Can you write out the part of the seals-on-an-iceberg puzzle text from "Input Description" to "as a border.", word for word?

TEXT EXCERPT →
======

Scientist Seals Stranded upon an Iceberg

17

0

Introduction

A family of seals are stranded upon an iceberg in the Arctic Circle. There is a radio transmitter located on the iceberg which the seals can use to call for help. However, only the daddy seal knows how to operate the radio transmitter. And worse, the ice is very slippery this time of year, so the seals will slide uncontrollably until they hit another seal or slide off the edge of the iceberg, making it very difficult for the daddy seal to reach the radio transmitter. Luckily, one of the seals is a computer scientist, so she decides to write a program to figure out how to manoeuvre the daddy seal to the radio transmitter. As there is not much space on the ice to write a program, she decides to make the program use as little bytes as possible.

Input Description

The seal's program will take input in from STDIN, command line arguments, or user input functions (such as raw_input()). It cannot be preinitialised in a variable (e.g. "This program expects the input in a variable x").

The first line of the input consists of two comma separated integers in the form 

A,B

Following that is B lines consisting of A characters each. Each line can only contain characters out of the following:

  • .: The cold, cold, ocean. The map will always have this as a border.
  • #: A part of the iceberg.
  • a...z: A seal that is not the daddy seal on the iceberg.
  • D: The daddy seal on the iceberg.
  • *: The radio transmitter.

(Note that the daddy seal is always notated with an uppercase D. A lowercase d is simply a regular seal.)

Output Description

According to the following rules regarding how the seals can move, output a list of instructions for the seals on how they should move to get the daddy seal to the radio transmitter.

======

[Stored data entries]
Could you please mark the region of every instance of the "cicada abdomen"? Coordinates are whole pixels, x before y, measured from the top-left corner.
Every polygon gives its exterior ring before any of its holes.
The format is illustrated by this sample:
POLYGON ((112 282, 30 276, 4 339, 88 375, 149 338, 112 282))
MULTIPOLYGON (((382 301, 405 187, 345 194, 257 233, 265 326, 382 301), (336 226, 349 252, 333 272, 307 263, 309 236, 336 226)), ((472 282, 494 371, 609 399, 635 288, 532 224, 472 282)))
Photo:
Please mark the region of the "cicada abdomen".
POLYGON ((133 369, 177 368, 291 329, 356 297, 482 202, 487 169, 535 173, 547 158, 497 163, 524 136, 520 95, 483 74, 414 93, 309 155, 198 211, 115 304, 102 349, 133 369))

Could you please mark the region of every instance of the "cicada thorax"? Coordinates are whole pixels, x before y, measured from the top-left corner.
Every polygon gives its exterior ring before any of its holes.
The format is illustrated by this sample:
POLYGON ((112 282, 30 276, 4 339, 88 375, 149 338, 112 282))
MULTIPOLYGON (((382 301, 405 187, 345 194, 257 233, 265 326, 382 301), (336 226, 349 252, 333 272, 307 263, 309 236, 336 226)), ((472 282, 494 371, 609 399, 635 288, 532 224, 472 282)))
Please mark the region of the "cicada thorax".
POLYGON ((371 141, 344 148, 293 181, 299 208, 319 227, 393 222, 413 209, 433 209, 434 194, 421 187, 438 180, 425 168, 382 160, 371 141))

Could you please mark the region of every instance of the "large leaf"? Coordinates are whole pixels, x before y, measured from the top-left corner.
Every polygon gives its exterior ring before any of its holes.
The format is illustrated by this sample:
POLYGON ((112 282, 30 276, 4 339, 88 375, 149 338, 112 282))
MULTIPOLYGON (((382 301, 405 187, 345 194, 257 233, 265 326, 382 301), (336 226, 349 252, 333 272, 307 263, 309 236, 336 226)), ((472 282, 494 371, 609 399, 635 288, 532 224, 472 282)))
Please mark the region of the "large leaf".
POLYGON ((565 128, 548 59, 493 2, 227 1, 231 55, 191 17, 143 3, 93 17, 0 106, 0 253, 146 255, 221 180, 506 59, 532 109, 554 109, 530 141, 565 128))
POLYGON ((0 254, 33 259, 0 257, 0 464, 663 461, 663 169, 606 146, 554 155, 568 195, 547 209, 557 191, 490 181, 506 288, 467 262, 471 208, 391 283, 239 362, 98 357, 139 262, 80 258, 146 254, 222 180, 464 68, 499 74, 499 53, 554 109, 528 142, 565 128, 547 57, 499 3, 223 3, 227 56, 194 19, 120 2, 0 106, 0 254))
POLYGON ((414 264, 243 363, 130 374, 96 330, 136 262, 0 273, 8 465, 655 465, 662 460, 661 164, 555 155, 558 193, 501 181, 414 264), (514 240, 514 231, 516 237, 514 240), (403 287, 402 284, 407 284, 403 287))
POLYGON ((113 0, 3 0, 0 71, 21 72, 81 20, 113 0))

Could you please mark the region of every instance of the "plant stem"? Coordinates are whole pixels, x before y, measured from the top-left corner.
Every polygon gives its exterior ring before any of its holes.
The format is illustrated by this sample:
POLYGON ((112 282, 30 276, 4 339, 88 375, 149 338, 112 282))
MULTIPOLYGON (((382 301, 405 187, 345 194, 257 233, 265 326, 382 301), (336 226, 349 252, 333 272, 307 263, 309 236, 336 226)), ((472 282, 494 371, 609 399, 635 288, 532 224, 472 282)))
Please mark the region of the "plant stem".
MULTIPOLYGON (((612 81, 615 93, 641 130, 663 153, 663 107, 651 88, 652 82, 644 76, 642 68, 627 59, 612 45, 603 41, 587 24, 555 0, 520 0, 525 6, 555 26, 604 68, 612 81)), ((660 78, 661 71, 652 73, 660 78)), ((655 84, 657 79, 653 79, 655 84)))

======

RESPONSE TO THIS TASK →
Input Description

The seal's program will take input in from STDIN, command line arguments, or user input functions (such as raw_input()). It cannot be preinitialised in a variable (e.g. "This program expects the input in a variable x").

The first line of the input consists of two comma separated integers in the form 

A,B

Following that is B lines consisting of A characters each. Each line can only contain characters out of the following:

  • .: The cold, cold, ocean. The map will always have this as a border.